Given instruction
Report every line in the items below that contains the string "query", treating uppercase and lowercase as different.

Items from a data source
□ □ □ □ □
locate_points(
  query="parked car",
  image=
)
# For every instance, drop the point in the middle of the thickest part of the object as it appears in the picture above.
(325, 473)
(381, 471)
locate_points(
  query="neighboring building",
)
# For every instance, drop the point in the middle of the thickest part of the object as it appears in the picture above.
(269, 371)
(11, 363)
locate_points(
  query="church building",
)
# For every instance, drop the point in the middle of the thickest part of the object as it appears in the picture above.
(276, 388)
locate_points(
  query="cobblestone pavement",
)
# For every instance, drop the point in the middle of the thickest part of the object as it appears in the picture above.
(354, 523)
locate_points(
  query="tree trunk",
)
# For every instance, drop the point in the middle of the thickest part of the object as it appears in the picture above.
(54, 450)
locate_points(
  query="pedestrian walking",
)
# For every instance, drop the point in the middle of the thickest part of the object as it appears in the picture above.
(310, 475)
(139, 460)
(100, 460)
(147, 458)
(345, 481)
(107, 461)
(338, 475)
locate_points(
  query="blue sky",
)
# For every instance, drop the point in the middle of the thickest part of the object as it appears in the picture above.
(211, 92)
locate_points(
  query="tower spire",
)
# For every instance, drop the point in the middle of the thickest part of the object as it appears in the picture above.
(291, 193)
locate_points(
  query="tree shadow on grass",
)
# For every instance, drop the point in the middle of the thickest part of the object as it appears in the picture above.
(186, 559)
□ □ □ □ □
Exercise output
  query="parked car",
  query="neighboring building",
  query="church building",
  query="cobblestone pavement",
  query="tree trunk",
  query="pedestrian walking",
  query="blue sky",
  query="tower spire",
  query="tree shadow on grass",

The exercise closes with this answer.